Start of Information
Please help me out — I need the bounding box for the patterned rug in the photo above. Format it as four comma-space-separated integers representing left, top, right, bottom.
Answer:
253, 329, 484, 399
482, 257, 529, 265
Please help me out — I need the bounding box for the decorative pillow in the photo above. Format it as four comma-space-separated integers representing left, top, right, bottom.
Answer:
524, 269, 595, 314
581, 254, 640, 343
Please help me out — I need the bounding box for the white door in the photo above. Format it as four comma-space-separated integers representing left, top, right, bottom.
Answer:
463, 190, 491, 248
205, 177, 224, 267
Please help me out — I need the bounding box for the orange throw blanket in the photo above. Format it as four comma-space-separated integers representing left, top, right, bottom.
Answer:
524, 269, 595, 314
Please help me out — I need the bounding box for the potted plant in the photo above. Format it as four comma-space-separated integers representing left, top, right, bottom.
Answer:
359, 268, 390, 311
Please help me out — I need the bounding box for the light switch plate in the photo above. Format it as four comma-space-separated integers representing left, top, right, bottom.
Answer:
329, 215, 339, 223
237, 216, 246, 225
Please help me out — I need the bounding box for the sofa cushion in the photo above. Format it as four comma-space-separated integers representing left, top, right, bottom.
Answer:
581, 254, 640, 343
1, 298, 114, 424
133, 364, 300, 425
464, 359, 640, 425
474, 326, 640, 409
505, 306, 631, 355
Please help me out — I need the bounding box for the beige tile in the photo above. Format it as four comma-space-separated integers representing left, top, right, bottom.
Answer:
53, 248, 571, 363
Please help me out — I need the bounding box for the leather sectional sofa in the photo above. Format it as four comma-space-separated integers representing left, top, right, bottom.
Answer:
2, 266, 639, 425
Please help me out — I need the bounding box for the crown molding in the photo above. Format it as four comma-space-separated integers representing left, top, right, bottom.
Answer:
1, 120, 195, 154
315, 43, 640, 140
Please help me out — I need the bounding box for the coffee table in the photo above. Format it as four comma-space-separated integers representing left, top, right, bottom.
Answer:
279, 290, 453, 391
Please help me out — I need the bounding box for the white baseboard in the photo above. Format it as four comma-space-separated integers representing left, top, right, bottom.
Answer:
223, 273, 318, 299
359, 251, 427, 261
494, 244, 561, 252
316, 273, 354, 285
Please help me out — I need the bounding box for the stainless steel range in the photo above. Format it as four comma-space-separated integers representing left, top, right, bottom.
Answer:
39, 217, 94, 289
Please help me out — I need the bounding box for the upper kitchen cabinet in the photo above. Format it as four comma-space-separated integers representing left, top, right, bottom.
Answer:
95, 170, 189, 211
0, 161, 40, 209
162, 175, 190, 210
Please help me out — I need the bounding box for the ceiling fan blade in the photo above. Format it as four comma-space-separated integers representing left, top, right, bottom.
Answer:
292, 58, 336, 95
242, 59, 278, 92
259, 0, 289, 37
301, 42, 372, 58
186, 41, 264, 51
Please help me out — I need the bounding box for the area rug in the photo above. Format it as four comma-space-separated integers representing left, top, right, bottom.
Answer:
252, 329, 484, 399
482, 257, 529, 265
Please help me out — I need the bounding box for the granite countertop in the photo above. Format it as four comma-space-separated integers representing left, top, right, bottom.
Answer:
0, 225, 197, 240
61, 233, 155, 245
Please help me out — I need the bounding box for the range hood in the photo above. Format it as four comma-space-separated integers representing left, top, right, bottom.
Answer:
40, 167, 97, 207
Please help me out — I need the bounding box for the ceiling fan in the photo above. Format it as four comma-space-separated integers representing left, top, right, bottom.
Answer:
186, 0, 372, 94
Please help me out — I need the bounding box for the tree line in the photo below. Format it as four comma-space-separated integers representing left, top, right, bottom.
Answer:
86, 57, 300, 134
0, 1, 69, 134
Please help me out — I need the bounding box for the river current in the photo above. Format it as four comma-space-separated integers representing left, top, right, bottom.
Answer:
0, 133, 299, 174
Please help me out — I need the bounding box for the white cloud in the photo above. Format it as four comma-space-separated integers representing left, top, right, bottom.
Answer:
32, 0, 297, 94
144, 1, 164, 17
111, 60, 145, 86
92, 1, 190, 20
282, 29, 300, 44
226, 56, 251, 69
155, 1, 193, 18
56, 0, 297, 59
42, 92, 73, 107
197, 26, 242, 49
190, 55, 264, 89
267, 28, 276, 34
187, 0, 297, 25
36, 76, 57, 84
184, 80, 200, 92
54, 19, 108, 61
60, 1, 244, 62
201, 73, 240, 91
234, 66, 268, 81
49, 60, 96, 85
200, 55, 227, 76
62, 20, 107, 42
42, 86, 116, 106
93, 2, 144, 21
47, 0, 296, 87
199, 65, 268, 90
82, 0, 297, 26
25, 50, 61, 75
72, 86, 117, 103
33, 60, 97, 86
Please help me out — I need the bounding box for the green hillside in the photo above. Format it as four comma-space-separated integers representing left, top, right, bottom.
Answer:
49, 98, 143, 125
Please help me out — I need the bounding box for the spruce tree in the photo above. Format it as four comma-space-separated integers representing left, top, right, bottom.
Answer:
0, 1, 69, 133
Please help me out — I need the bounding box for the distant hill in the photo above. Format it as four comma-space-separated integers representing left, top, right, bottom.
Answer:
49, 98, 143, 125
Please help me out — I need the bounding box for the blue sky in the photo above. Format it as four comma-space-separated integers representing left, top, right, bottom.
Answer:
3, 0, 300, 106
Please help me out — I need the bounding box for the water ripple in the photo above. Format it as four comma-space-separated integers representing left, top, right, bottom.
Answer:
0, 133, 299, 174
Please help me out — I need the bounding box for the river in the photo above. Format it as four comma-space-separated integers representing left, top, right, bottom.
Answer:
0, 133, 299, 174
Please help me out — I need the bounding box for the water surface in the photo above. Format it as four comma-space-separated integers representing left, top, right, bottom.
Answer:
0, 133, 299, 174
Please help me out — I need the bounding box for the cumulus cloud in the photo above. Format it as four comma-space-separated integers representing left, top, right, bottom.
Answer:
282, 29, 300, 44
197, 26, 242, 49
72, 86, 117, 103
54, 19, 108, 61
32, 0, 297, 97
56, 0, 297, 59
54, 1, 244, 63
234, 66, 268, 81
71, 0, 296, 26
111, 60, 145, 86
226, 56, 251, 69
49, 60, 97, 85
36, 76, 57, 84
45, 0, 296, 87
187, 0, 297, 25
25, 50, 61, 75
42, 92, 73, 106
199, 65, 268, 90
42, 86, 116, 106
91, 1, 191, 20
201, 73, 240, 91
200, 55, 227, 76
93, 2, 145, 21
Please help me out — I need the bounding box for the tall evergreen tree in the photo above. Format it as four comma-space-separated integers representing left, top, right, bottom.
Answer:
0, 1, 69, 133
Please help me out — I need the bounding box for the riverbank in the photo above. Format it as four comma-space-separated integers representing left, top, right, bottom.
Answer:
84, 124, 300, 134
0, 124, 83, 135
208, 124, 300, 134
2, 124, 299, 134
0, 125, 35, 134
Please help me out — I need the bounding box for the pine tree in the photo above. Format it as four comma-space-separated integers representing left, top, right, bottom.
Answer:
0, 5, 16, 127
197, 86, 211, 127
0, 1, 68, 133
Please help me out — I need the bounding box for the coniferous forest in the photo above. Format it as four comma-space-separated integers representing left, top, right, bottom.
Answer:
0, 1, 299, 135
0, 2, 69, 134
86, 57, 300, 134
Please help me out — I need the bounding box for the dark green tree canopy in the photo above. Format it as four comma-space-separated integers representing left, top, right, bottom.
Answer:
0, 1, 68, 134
End of Information
Where does "ceiling" appear in the records above? Copy each line that holds it.

Please help me out — I need the bounding box for the ceiling fan blade in the photo above. Format it as four comma-space-separated integers representing left, top, right, bottom.
Please help me out — I need the bounding box for the ceiling fan in the photo above. Format it as four comma-space-separated integers representing left, top, right, bottom.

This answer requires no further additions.